-- Opening Marker --

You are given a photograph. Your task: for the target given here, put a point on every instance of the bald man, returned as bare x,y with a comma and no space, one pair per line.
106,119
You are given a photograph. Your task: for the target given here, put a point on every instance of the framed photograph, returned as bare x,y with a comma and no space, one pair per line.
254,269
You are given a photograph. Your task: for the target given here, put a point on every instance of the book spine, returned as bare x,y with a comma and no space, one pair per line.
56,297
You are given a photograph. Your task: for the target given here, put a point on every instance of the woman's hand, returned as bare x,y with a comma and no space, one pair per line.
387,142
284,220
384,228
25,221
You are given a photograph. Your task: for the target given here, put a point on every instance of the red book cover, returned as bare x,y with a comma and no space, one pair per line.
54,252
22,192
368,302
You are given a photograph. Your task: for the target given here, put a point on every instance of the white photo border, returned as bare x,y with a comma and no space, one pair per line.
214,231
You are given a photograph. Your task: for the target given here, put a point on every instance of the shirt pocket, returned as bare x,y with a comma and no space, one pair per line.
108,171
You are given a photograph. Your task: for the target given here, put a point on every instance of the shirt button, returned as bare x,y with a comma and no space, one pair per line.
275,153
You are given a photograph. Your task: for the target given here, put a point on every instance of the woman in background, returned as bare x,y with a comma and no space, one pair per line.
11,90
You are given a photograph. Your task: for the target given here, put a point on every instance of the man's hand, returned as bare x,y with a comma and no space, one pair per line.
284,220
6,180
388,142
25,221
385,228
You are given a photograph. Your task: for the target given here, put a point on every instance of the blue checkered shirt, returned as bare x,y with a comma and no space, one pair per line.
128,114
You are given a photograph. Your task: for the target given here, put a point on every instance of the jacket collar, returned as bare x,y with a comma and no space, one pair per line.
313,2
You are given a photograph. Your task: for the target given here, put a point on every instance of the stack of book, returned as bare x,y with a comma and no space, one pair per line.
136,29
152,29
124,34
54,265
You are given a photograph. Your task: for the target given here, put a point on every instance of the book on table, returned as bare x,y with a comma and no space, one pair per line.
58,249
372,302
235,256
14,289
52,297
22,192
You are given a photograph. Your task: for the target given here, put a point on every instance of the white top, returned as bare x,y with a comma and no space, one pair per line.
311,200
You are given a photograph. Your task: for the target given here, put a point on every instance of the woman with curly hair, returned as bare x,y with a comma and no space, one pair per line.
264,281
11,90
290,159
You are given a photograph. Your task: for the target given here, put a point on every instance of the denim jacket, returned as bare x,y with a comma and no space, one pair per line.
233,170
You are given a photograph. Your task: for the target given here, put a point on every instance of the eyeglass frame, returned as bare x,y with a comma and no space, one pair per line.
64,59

-- Closing Marker --

### What the task asks
Your task is to retype all of the lines above exactly.

### Solution
You are given a photograph. Your task: for the target given here, put a point on every instance of the bald man, returned as bare x,y with a comma and no space, one pair per line.
106,119
You are given a photograph. Your task: for the target given here, put a point on every instance of the framed photograph, returned as bare x,y with a comma and no space, one pair per line.
254,269
You are given a photograph. Your task: for the target given here, put a point on every instance of the book spine, returned as bare x,y with a comma and no space, one pair per line.
56,297
You are given a photograph. Your task: for the target given here, put a point on every instance of the woman's hand, returned as bare x,y with a comma and no space, one pair per line.
387,142
284,220
384,228
25,221
You are given a photograph. Your task: for the target given here, put a point on every instance of the red book cover, returned as bare x,y with a comma and no space, one pair per line.
54,252
22,192
368,302
You are given a photograph. Your task: for the target given here, put a point on every instance of the white photo border, returned as bare x,y with a comma and no space, one pair per line.
214,231
You are given a photograph. Your task: for the target given here, put a point on every instance of the shirt pocket, returned as bare x,y with a comma and no space, one pair per line.
108,171
You are given a photograph. Your task: for the target given here, put a point on every instance of the shirt button, returned as bare x,y with a comma and no space, one pair per line.
275,153
You are given a photograph. Your task: for the target given here, put a point on every instance of the woman in background, returned as bare x,y with a comma and no space, one pair per line.
11,90
You are given a photograph. Your task: for the target given here, put a point on every instance of the man's hand, returned as bare x,y with a comma and no space, one pair per line.
284,220
6,180
388,142
25,221
385,228
You are given a photograph. Your task: for the target given here, put a point on every instance of the blue checkered shirt, returned as bare x,y with a comma and no space, one pair per line.
128,114
You are given a photograph. Your task: for the target given here, put a point on every instance of the jacket collar, returned as bare x,y with a comma and no space, one pair per line.
313,2
You are given a photograph. Your task: for the target given here, put a point on every instance of the stack of book, returned as bare x,y with a comma and no space, one pair per line.
136,29
152,29
124,34
54,265
You are given a photograph. Your task: for the target given here, put a point on every instance of the book on table, returned as bare x,y with a comma and no space, one pair per line.
58,249
372,302
235,256
14,289
52,297
22,192
You are given a photograph. Your task: for the target given here, put a point on every instance of the white top, returned as bare x,y with a comma and no space, one pair per line.
311,200
You are given a photograph. Your task: for the target given here, put a point on every instance of the woman with curly hair, returned as bare x,y with a comma and no space, one pair per line.
264,281
11,90
290,159
You are given a photograph. Your task: for the target given here, put a point on every instance of the denim jacket, returned as bare x,y with a comma and no space, one pair per line.
233,170
You are given a photograph. Your task: for the target given here, put a point on every instance of the eyeglass frame, returned as bare x,y with a comma and no space, one pair per line.
64,59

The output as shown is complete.